DOCUMENT PASSAGE ->
= Beginning of Section =

Childhood obesity: mothers, children and liberal public health
Dr Suzanne Fraser, Dr JaneMaree Maher, Professor Jan Wright
Contemporary medicine is locating the origins of common health problems such as diabetes, heart disease and bowel cancer earlier and earlier in the lives of individuals. As a result, scrutiny of the diet and lifestyle of children is increasing, with parents, especially mothers, also coming under increasing scrutiny. Moral frameworks are regularly deployed in the press and in politics in discussing these issues, with childhood obesity often operating as a symbol of all that is unbalanced, excessive and permissive about modern life. While obesity should not be dismissed as a legitimate health issue, its various incarnations in contemporary public debate have a range of political effects and invite urgent feminist sociological analysis.
How, for example, should we view this development in light of what Alan Petersen among others identifies as the new public health’s demand that each of us become responsible for our own health? Clearly, children do not qualify as full liberal subjects able to self-regulate and manage their own health. Instead, it is parents, largely mothers, who become responsibilised around children’s eating patterns and weight. By the same token, children are not readily managed in this respect. Instead, they are often experienced by parents as formidable agents able to impose their will via what is popularly called ‘pester power’. In this sense the struggle over obesity can be seen to externalise what has otherwise become a properly internal, private battle of the will between good, moderate, healthy consumption and bad, excessive, toxic consumption.

= End of Section =

EXTRACTED RECORDS ->
= Beginning of Section =

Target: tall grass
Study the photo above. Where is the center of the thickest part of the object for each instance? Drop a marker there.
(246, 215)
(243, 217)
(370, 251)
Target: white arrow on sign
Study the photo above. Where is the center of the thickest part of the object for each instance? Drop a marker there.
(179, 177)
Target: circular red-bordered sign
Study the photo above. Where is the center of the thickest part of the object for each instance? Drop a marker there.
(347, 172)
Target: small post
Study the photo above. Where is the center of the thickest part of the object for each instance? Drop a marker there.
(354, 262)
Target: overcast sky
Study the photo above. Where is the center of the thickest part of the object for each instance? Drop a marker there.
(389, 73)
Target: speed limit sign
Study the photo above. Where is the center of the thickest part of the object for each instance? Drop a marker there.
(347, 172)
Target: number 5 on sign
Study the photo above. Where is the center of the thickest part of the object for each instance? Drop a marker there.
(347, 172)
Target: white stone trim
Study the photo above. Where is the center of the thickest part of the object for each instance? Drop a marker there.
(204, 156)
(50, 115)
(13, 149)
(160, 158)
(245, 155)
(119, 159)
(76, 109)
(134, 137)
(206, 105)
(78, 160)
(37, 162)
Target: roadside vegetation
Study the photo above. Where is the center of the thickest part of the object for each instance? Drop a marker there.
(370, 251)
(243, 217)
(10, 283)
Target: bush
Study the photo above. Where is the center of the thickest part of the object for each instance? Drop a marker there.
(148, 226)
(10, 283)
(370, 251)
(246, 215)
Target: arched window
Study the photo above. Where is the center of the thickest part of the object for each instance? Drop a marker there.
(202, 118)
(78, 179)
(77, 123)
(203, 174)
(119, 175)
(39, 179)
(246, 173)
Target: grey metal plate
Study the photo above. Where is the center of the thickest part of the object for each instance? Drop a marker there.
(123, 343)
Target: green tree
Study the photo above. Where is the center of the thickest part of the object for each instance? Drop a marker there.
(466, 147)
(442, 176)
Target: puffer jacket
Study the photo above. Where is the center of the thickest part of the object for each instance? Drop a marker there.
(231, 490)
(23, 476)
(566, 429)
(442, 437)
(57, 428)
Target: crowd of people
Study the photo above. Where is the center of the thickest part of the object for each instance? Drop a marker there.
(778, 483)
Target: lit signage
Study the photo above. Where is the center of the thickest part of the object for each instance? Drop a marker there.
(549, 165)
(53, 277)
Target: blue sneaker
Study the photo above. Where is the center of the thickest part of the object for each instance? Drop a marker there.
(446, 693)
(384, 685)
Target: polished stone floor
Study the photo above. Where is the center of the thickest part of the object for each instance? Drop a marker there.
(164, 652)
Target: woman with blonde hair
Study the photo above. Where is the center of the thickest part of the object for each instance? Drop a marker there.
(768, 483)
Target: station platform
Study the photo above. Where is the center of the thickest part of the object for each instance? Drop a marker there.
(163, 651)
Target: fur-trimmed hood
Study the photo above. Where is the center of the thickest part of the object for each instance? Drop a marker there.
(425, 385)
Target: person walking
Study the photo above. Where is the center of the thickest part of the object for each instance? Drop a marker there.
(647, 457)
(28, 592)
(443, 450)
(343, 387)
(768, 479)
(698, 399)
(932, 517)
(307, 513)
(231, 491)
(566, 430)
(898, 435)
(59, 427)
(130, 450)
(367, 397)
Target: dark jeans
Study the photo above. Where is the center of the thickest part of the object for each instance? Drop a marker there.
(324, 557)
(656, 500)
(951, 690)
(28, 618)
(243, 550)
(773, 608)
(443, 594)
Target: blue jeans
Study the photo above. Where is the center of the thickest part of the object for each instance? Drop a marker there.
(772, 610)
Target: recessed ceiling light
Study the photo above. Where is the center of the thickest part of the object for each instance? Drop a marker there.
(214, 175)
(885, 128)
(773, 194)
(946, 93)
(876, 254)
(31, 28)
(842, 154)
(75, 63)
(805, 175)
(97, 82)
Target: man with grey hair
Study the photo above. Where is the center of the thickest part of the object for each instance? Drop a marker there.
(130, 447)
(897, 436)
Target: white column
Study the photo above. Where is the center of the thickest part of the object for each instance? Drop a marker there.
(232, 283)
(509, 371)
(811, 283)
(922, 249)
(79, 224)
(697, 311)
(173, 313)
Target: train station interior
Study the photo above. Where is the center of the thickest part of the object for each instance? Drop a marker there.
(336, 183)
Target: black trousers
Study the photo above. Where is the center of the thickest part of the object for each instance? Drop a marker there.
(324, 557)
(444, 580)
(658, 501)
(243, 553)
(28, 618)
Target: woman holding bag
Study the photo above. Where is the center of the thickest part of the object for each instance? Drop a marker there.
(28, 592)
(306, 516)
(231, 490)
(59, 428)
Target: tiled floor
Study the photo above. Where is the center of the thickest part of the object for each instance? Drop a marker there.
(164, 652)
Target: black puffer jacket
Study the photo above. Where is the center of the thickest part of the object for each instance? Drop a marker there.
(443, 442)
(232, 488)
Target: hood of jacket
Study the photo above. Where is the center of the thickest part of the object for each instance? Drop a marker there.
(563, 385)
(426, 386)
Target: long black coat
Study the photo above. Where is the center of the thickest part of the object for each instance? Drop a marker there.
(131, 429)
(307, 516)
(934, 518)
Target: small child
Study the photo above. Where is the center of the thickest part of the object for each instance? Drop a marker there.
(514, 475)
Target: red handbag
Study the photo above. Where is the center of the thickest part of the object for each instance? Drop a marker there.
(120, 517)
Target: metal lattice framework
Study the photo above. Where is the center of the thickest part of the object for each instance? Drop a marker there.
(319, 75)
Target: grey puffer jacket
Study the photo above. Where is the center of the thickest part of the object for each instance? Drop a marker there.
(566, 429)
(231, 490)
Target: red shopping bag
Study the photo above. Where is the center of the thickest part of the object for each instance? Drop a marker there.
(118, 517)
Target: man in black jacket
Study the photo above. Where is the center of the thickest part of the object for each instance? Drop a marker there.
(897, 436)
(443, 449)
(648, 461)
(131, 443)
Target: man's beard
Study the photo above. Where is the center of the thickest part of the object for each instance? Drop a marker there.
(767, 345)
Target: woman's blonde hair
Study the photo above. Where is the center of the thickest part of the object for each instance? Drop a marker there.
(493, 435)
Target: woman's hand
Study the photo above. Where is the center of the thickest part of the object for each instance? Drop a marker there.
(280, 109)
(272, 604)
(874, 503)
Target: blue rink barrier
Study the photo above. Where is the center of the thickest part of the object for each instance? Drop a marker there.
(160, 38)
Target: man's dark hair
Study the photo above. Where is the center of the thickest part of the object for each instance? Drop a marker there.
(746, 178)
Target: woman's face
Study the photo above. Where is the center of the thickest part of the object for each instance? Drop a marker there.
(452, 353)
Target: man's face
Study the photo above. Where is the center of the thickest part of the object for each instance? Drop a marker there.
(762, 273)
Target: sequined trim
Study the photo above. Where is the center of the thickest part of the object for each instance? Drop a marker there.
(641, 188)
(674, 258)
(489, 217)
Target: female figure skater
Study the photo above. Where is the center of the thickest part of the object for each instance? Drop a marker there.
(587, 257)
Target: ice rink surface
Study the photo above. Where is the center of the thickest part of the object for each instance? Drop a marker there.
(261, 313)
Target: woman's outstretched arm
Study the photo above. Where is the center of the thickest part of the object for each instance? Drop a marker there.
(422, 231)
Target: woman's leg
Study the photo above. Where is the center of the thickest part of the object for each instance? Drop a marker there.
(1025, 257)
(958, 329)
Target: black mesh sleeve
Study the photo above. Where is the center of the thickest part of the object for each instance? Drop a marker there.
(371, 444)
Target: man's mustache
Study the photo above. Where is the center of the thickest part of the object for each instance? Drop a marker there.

= End of Section =

EXERCISE REQUIREMENTS ->
a) Reproduce the childhood obesity text starting at "Childhood obesity: mothers, children" and ending at "feminist sociological analysis.", changing "obesity" to "excess weight" throughout.
b) Summarize the childhood obesity text in two sentences.
c) In the childhood obesity text, whom does the text name as identifying the new public health's demand that each of us become responsible for our own health?

RESPONSES IN ORDER ->
a)
Childhood excess weight: mothers, children and liberal public health
Dr Suzanne Fraser, Dr JaneMaree Maher, Professor Jan Wright
Contemporary medicine is locating the origins of common health problems such as diabetes, heart disease and bowel cancer earlier and earlier in the lives of individuals. As a result, scrutiny of the diet and lifestyle of children is increasing, with parents, especially mothers, also coming under increasing scrutiny. Moral frameworks are regularly deployed in the press and in politics in discussing these issues, with childhood excess weight often operating as a symbol of all that is unbalanced, excessive and permissive about modern life. While excess weight should not be dismissed as a legitimate health issue, its various incarnations in contemporary public debate have a range of political effects and invite urgent feminist sociological analysis.

b) As medicine traces common health problems to ever earlier points in life, children's diet and lifestyle face growing scrutiny, and so do parents, especially mothers, while childhood obesity is often used in press and political debate as a symbol of what is unbalanced and excessive about modern life. Because children cannot manage their own health as full liberal subjects, mothers become responsible for their eating and weight, yet children resist through "pester power," so the struggle over obesity externalizes a battle between healthy and excessive consumption that is otherwise internal.

c) Alan Petersen, among others.